**PROBLEM TO WORK ON**
Gather every line in the entries below that contains the string "dragonfly".

**PROVIDED INFORMATION**

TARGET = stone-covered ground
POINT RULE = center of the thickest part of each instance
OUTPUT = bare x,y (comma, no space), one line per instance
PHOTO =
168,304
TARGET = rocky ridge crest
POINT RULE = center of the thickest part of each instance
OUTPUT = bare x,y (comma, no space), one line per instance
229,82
...
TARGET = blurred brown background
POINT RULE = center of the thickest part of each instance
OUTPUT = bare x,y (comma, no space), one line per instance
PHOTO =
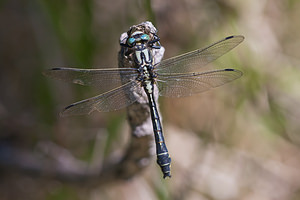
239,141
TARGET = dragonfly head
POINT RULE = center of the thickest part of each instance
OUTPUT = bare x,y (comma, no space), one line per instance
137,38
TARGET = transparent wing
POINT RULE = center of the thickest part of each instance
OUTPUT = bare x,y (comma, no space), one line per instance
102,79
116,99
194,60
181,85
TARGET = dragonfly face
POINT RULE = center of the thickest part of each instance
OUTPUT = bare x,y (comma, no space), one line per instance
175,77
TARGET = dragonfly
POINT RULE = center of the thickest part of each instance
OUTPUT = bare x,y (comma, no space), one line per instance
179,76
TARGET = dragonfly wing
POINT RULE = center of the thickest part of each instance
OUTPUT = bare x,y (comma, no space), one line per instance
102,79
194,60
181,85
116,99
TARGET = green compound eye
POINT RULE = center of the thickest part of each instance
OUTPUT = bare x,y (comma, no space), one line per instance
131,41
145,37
...
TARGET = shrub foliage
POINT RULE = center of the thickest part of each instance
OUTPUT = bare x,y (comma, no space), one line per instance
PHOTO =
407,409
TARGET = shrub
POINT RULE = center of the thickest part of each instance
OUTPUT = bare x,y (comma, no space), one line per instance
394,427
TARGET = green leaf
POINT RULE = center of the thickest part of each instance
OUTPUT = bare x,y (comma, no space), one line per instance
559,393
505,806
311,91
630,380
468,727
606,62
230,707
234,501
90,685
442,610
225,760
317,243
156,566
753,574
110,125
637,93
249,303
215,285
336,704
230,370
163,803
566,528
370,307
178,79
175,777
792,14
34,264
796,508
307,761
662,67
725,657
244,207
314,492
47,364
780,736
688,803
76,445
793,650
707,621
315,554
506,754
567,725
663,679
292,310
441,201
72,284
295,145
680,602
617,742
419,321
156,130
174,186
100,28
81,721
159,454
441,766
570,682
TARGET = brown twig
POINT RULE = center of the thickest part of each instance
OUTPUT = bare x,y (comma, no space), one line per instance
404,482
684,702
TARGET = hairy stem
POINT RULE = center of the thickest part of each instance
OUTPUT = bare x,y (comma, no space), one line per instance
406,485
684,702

**ANSWER FOR THE TASK**
TARGET = dragonfly head
TARGET = dragonfly face
TARGET = dragonfly
TARGET = dragonfly wing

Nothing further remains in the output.